╭─ DATA EXTRACT

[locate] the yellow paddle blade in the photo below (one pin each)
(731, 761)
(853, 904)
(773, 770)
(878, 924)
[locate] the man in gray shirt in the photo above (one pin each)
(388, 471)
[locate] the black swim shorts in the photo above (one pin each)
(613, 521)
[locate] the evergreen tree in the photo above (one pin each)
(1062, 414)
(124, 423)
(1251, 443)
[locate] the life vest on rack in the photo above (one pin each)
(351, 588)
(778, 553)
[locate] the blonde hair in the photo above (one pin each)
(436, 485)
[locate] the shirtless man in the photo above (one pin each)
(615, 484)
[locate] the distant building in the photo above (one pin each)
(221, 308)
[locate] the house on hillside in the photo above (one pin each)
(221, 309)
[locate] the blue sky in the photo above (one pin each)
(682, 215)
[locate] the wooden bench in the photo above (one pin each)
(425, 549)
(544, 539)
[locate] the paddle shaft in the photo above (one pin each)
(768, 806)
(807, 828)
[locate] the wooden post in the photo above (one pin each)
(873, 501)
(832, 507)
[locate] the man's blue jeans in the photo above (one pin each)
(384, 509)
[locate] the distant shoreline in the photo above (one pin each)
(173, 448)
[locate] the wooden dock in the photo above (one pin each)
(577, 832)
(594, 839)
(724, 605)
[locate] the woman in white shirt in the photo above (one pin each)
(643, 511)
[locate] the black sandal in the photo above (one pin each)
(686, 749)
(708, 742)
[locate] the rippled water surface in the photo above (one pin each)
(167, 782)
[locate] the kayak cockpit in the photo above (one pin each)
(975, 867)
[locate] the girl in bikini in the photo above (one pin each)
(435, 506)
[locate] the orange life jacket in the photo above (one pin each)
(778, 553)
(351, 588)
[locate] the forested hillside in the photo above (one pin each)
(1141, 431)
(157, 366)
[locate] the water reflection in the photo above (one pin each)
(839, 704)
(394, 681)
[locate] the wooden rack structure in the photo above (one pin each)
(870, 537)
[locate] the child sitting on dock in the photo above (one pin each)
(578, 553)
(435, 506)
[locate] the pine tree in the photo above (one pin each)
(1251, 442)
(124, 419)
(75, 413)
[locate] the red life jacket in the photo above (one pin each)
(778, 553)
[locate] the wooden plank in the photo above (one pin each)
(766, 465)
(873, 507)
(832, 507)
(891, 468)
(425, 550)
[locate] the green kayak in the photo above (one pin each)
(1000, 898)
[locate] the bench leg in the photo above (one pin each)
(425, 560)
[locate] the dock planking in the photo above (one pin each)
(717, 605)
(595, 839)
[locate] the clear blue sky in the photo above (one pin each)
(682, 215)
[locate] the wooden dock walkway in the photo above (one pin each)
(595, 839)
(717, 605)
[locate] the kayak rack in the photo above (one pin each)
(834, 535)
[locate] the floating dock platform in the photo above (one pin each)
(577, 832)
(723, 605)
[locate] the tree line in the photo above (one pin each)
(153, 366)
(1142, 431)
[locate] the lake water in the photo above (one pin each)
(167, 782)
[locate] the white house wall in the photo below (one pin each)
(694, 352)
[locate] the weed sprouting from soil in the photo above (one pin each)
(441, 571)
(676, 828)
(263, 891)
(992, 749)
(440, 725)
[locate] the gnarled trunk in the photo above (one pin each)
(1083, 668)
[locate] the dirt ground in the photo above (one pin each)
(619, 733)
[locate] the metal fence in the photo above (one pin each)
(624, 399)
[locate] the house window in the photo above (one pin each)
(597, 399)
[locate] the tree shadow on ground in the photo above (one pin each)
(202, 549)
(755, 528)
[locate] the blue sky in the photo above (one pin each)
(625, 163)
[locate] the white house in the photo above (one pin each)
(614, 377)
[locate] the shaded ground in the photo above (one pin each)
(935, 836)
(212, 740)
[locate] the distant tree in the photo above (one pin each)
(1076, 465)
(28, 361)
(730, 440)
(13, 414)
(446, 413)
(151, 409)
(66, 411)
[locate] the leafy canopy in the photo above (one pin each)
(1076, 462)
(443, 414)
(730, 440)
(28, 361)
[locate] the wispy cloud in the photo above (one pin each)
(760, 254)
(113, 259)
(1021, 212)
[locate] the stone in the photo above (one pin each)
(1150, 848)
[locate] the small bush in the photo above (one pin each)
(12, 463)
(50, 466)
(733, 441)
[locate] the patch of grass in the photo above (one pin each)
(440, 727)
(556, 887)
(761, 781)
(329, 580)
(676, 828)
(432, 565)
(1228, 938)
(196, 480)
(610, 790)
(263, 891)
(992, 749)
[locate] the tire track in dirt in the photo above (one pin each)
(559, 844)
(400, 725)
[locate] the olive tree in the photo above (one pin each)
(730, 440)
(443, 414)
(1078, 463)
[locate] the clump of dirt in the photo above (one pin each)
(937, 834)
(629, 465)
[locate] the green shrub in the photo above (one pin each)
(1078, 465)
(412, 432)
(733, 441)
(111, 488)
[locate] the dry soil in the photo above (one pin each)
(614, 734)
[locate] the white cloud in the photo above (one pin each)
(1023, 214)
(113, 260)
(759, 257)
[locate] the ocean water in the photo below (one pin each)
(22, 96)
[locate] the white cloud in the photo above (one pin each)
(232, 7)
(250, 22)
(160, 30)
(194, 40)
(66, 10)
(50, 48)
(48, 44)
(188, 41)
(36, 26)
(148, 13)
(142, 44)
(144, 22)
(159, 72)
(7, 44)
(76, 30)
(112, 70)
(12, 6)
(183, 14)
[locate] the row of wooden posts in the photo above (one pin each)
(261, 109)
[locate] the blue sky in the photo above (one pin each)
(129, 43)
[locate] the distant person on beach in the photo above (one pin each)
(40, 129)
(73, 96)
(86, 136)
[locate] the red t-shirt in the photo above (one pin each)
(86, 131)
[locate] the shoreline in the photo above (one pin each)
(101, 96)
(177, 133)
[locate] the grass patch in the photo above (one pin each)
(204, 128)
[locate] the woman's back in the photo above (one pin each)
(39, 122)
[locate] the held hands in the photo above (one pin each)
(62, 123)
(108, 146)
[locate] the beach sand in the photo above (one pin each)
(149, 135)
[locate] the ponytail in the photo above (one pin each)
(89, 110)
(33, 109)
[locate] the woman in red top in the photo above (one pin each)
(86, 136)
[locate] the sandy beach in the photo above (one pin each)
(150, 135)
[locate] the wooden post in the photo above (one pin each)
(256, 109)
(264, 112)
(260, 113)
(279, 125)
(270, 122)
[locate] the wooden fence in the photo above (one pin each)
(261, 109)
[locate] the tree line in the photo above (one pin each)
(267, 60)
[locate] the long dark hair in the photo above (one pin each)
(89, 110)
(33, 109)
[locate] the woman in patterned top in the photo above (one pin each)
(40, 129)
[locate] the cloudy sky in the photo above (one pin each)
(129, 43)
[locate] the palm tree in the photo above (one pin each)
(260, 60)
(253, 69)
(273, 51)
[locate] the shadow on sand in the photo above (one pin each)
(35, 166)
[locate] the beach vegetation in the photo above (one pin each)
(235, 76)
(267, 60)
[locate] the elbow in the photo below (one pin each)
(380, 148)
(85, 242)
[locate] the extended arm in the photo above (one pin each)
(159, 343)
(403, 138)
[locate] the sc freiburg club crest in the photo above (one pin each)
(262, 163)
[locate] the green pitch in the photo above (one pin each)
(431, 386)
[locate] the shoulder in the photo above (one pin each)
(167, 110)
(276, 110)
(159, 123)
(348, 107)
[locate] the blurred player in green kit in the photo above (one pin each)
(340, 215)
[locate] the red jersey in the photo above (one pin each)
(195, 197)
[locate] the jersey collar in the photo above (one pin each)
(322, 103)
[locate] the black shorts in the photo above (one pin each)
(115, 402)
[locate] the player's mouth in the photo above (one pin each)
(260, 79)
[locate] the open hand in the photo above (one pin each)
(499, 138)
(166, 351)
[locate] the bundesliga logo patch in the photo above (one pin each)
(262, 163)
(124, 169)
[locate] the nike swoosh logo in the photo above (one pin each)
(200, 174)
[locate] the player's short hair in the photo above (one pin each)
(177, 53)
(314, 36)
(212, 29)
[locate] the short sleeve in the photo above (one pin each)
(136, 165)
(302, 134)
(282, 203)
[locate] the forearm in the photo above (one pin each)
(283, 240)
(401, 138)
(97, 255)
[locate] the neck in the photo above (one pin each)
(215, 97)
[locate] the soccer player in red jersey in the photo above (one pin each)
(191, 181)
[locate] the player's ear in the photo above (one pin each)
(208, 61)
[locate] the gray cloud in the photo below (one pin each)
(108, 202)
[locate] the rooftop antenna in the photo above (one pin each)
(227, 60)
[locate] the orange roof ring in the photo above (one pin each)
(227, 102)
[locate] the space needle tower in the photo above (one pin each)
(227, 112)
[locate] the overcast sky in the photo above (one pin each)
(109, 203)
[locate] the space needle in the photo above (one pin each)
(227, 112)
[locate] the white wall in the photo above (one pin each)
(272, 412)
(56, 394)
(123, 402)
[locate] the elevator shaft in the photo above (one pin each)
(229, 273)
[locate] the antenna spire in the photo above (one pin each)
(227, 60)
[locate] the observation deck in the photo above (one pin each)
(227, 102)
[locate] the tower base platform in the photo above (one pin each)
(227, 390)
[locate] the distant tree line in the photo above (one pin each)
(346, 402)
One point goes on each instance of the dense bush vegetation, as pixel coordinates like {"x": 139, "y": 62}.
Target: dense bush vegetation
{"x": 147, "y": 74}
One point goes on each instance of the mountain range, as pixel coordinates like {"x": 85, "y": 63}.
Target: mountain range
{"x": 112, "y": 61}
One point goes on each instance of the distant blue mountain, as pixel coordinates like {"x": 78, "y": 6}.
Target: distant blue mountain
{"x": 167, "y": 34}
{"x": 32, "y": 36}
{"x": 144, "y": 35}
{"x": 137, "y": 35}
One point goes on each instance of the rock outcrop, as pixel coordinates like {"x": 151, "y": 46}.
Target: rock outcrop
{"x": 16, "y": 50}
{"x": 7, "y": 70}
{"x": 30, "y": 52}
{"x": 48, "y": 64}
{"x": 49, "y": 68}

╰─

Tell how many lines of the records above hold the string "pixel". Give no other text.

> EXERCISE RESULT
4